### What the task asks
Copy the stretch of the listing below, from the line containing "dented hood and report its bounding box coordinates." through the line containing "[0,250,173,270]", reproducing every line unchanged.

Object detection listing
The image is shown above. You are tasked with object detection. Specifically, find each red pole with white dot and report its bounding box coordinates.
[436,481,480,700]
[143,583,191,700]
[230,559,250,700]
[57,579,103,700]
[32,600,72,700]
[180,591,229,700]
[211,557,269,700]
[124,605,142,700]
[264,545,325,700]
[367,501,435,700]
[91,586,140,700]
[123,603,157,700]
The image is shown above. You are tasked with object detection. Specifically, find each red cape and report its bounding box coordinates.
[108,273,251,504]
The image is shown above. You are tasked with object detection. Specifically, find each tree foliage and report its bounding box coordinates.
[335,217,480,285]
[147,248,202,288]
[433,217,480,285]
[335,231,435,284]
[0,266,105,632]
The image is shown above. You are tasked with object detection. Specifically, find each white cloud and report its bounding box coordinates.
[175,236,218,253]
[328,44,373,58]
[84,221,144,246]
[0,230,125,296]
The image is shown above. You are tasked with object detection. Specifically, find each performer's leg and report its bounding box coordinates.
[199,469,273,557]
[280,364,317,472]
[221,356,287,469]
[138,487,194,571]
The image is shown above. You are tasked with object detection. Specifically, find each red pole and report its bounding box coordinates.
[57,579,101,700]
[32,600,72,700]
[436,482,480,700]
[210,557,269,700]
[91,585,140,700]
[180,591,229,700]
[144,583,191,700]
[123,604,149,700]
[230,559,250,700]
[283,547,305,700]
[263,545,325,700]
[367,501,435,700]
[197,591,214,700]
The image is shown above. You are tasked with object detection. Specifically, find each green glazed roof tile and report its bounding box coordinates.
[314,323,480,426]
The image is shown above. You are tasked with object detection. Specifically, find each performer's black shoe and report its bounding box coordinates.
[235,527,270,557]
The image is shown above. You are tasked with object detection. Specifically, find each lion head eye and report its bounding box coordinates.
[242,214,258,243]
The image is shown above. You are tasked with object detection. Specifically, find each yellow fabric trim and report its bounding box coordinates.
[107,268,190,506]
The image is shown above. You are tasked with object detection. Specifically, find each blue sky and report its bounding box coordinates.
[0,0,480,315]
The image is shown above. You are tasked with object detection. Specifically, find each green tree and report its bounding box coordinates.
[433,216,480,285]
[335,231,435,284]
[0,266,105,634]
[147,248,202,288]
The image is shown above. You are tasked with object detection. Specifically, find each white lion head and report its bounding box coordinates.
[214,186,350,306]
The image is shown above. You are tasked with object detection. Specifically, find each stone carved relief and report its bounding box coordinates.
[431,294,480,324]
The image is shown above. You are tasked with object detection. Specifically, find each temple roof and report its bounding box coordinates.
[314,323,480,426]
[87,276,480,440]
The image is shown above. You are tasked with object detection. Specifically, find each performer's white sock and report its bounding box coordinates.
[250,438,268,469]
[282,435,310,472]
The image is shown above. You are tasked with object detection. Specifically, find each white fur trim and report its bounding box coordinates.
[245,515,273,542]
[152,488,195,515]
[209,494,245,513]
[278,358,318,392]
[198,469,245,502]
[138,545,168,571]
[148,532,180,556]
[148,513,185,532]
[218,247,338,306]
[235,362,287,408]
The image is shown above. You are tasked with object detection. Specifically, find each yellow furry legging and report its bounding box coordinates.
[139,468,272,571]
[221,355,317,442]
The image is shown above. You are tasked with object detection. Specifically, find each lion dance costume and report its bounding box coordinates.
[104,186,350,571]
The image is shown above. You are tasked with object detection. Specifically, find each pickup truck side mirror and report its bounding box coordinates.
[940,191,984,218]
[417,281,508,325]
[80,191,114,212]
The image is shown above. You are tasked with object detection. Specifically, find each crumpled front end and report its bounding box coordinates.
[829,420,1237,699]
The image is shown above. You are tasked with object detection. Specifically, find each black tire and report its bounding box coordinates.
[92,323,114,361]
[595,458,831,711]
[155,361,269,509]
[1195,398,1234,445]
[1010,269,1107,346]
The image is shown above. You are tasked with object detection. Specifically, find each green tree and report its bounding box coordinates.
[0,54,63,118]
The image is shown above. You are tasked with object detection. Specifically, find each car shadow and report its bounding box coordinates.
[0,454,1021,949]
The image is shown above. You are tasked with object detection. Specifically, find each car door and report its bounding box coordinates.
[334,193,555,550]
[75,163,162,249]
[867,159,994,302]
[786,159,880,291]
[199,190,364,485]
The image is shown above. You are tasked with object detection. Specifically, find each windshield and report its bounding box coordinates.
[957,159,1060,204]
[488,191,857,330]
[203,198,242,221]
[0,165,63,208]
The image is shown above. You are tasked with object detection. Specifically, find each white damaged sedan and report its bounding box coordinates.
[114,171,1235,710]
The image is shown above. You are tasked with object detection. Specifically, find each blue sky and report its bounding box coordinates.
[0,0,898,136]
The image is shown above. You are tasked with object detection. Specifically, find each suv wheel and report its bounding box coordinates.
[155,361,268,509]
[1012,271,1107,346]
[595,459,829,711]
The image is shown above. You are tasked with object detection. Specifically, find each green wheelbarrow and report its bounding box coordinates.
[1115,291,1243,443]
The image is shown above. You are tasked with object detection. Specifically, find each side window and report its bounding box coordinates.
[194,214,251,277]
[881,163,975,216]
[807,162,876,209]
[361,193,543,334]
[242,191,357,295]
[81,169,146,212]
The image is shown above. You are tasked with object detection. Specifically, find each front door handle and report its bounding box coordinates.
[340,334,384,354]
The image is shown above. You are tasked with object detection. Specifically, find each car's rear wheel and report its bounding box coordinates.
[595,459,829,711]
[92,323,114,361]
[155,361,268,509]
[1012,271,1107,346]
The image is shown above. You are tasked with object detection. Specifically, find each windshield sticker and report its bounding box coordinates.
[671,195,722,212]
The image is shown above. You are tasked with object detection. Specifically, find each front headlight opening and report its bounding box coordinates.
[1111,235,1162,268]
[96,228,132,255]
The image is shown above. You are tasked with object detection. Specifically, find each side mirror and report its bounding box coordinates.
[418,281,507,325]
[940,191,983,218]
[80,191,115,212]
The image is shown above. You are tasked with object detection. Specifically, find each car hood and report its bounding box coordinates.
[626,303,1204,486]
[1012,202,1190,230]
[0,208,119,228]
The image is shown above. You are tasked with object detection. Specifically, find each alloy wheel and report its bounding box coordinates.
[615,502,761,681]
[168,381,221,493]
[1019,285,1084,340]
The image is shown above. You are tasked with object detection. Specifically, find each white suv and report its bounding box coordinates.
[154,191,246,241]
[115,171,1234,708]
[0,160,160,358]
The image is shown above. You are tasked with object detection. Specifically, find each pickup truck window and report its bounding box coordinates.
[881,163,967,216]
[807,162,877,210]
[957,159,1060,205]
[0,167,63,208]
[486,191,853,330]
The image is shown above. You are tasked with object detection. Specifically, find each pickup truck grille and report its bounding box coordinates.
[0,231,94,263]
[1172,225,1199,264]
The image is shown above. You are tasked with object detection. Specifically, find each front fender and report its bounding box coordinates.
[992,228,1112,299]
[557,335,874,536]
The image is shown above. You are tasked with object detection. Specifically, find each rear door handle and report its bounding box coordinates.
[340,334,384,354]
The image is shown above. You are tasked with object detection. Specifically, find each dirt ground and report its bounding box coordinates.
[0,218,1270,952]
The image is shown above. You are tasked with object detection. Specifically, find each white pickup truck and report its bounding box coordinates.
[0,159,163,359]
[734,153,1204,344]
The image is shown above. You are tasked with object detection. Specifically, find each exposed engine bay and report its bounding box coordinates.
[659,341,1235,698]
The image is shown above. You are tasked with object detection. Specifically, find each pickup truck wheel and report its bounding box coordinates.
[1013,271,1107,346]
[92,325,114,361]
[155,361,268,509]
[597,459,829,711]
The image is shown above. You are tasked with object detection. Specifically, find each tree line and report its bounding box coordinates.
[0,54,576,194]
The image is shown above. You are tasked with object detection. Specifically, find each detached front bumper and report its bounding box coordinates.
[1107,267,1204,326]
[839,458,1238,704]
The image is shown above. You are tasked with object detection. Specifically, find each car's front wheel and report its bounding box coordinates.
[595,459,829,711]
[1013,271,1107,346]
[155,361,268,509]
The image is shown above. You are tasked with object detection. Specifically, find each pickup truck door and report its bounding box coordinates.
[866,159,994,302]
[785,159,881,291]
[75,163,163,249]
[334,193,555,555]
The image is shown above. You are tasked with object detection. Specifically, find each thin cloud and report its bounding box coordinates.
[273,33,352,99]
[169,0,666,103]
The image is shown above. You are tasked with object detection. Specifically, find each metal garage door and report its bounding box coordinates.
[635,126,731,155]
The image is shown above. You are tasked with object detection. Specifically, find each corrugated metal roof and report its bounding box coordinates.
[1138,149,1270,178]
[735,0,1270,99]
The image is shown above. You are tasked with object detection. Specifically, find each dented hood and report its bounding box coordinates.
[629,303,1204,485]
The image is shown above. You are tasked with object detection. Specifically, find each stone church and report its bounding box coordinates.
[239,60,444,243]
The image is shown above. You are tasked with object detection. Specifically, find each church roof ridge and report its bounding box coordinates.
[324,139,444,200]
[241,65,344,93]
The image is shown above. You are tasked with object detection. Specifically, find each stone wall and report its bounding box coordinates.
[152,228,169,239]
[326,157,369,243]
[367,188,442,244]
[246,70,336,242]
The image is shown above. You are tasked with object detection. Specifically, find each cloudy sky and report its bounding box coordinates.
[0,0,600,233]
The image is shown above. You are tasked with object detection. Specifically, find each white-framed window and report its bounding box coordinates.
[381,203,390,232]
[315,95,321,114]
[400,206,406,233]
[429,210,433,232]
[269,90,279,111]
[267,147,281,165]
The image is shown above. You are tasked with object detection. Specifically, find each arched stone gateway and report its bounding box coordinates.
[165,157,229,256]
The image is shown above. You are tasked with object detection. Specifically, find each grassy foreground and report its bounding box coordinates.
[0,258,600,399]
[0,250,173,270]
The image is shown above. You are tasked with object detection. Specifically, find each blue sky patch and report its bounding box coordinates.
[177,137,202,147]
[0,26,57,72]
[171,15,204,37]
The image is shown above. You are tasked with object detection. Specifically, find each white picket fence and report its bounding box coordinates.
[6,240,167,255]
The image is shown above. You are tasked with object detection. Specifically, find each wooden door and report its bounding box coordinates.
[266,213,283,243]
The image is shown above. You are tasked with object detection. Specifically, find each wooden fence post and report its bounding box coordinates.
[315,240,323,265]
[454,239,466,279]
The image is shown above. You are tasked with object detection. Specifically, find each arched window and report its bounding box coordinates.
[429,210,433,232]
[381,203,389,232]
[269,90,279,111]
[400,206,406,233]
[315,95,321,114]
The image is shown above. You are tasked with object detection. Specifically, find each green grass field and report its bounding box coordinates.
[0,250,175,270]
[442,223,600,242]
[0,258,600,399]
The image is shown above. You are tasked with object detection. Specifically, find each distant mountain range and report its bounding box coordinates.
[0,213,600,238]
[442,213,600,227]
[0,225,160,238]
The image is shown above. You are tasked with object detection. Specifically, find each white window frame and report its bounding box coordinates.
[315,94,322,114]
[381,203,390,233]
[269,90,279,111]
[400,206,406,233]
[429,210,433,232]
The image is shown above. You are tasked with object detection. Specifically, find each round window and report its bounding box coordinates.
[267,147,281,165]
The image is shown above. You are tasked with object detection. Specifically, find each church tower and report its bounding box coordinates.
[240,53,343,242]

### Written answer
The image is shown above. You are tasked with object detection. Specifically, find each dented hood and report its bounding box coordinates.
[629,303,1204,485]
The image is shown above. You are tasked with object detection. Specifically, find each stone church and report its bounding box coordinates.
[239,60,444,243]
The image is shown above. You are tasked with object detection. Specifically, find each church roof ridge and report its bounding box coordinates.
[324,139,444,200]
[241,65,344,93]
The image is shown above. You are tasked with object detection. Specifically, find each stone wall and report its bounding box coordinates.
[152,228,169,239]
[326,157,369,243]
[367,188,442,244]
[246,70,336,242]
The image is shown above. You are tasked with object detection. Specifically, find each cloudy sky and report its bounding box coordinates.
[0,0,600,233]
The image is shown above. You are tasked with object detection. Specifically, find each white-framed window and report its bounding box coordinates.
[381,203,390,232]
[315,95,321,114]
[400,206,406,233]
[429,210,433,232]
[269,90,279,111]
[267,147,281,165]
The image is shown above. You are tasked with object detection. Specifically, find each arched stone gateway and report its bounding box coordinates.
[165,157,229,256]
The image is shown above. You are tasked with object detection. Specifically, find each grassy foreground and report its bounding box coordinates.
[0,258,600,399]
[0,250,173,270]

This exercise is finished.